*AIM OF THE EXERCISE*.
Copy out the final stretch of the listing: the line that contains "Where can you spot the roof" and all lines after it, exactly as they appear.

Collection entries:
===

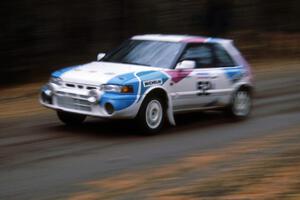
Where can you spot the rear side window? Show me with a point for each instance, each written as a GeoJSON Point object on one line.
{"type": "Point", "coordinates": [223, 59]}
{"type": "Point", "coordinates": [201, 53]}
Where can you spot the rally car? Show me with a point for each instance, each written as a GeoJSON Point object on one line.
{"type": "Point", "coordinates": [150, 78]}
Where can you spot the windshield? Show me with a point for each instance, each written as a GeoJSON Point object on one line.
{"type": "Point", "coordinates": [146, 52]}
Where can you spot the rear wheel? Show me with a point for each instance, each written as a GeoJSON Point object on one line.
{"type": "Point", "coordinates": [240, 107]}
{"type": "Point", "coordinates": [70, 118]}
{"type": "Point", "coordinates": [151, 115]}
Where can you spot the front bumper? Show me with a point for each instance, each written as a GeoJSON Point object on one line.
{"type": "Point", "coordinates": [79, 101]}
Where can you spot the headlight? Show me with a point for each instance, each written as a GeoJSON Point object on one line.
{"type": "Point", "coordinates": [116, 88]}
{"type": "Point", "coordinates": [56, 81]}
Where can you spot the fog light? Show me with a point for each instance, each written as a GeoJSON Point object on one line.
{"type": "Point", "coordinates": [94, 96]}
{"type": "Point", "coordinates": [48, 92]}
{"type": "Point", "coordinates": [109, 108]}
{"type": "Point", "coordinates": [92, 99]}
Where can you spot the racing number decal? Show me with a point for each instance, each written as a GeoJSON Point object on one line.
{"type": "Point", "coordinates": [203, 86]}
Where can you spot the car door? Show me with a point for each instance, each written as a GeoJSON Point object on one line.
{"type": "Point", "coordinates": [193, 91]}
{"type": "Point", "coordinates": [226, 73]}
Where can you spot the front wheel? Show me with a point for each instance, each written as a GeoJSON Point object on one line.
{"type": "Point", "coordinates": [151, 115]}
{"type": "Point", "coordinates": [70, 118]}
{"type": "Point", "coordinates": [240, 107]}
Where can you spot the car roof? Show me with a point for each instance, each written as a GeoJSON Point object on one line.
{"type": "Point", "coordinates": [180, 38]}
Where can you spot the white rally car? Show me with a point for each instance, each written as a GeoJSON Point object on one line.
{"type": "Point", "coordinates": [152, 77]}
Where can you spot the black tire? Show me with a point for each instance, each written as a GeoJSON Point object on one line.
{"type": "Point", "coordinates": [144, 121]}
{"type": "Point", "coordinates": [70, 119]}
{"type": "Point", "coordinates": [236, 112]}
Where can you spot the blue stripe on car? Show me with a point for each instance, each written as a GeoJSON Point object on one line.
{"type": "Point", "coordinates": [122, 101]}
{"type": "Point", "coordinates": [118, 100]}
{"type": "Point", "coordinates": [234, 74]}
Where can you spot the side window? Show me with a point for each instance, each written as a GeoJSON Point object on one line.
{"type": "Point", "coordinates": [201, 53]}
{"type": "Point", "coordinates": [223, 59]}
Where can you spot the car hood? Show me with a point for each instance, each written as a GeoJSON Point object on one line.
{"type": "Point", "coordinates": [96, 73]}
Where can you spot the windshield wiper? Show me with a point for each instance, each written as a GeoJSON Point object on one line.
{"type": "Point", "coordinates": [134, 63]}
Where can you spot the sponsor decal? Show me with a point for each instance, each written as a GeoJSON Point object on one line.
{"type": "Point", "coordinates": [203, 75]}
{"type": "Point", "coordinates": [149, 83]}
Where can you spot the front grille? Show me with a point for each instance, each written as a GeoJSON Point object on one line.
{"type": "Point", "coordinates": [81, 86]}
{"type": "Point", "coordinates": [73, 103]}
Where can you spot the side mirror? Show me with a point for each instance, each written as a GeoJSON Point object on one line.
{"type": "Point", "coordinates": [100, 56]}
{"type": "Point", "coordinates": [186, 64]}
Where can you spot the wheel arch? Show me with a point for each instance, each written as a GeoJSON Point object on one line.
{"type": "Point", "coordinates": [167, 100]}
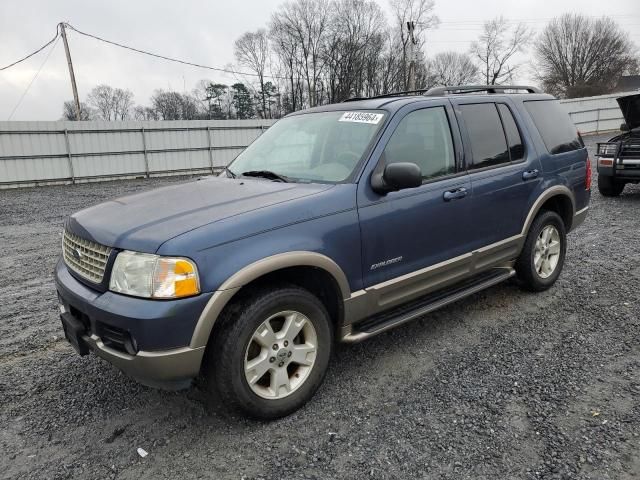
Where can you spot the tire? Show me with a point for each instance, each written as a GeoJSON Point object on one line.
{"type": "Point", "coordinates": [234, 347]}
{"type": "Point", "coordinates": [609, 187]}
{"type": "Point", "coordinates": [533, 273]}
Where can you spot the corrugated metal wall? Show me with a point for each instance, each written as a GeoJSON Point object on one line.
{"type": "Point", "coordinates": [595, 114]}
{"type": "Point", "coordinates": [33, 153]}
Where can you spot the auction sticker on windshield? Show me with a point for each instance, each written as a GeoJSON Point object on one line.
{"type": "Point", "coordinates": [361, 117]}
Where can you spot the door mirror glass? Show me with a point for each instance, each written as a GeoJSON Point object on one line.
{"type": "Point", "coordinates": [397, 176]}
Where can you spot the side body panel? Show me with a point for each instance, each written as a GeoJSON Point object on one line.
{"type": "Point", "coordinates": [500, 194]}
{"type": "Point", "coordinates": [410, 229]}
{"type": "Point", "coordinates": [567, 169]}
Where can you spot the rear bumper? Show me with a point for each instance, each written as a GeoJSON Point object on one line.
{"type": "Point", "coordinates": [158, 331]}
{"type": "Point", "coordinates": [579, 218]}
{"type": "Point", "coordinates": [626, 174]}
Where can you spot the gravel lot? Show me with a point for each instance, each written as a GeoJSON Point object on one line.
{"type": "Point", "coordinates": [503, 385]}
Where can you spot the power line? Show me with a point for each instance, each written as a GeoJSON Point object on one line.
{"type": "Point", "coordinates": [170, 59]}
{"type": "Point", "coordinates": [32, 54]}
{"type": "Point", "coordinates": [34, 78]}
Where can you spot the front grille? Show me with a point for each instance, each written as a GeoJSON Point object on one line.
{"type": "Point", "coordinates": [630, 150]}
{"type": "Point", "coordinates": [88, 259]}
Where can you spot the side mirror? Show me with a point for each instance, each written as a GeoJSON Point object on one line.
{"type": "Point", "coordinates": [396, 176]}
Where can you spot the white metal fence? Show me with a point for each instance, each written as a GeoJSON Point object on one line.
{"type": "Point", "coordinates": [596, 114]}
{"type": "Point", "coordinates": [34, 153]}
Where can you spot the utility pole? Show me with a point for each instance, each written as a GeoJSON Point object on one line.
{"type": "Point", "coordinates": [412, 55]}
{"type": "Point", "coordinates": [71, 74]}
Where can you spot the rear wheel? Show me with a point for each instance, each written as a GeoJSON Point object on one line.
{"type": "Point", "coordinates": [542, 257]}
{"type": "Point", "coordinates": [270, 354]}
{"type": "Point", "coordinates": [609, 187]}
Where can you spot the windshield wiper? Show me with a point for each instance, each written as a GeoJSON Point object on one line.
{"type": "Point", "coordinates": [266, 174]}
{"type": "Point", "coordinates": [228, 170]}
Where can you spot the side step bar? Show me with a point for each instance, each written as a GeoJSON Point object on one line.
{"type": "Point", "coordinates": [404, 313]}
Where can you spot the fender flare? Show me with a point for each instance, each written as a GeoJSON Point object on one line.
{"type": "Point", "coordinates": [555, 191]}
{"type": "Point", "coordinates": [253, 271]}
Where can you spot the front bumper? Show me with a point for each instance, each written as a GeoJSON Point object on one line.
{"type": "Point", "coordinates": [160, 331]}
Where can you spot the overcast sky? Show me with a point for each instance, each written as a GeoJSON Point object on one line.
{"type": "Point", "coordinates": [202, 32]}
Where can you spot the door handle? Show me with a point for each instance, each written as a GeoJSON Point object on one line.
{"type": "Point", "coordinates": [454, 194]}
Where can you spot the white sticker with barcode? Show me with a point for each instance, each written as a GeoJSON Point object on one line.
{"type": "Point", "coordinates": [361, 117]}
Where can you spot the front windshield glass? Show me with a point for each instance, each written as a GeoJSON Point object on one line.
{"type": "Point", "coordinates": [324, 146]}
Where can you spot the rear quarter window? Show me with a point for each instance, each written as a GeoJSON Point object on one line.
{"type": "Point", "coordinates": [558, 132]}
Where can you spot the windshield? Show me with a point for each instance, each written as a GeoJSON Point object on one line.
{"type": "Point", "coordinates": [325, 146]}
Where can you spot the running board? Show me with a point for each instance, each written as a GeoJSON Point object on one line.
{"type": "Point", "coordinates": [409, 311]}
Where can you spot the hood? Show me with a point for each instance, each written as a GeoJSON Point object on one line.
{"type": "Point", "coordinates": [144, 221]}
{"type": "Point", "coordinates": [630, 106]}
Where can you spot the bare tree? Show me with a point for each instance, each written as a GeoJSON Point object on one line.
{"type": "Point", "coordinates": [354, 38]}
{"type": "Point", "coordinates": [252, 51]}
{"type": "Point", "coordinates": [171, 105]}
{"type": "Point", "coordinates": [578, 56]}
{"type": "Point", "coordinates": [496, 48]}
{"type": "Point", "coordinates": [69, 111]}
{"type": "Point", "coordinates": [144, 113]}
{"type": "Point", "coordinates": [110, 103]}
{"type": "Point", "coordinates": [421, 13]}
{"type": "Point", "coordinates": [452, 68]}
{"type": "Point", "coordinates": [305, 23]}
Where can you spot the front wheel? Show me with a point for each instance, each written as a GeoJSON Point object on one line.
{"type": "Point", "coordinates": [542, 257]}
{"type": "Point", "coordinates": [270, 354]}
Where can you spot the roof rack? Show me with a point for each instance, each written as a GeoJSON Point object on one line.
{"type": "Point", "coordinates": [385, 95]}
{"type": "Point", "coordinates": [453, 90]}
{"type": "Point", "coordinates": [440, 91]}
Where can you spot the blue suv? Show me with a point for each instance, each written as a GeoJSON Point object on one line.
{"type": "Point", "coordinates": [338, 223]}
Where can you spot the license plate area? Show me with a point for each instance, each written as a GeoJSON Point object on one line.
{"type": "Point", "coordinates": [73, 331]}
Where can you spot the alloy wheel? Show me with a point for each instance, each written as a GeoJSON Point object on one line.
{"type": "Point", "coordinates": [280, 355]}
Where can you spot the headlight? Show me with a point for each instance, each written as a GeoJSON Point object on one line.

===

*ANSWER TO THE PROBLEM*.
Where can you spot the roof rack? Show me with a point for each instance, each written as a GeoJSON Point object on one line.
{"type": "Point", "coordinates": [385, 95]}
{"type": "Point", "coordinates": [453, 90]}
{"type": "Point", "coordinates": [440, 91]}
Where can you spot the blue suv? Show me with a point for each instance, each written as a GeoJSON Point object on one line.
{"type": "Point", "coordinates": [338, 223]}
Where can you spot the license plate area? Show me with a point for each instance, each written as a GeoJSON Point object on one line.
{"type": "Point", "coordinates": [73, 331]}
Where can you spot the alloy wheel? Show me with a point for each instance, each written as a GeoJSON Point object on one line.
{"type": "Point", "coordinates": [280, 355]}
Where can you spot the headlight? Show me with a point for each instance, each written as a GeoJSON Point object on one line.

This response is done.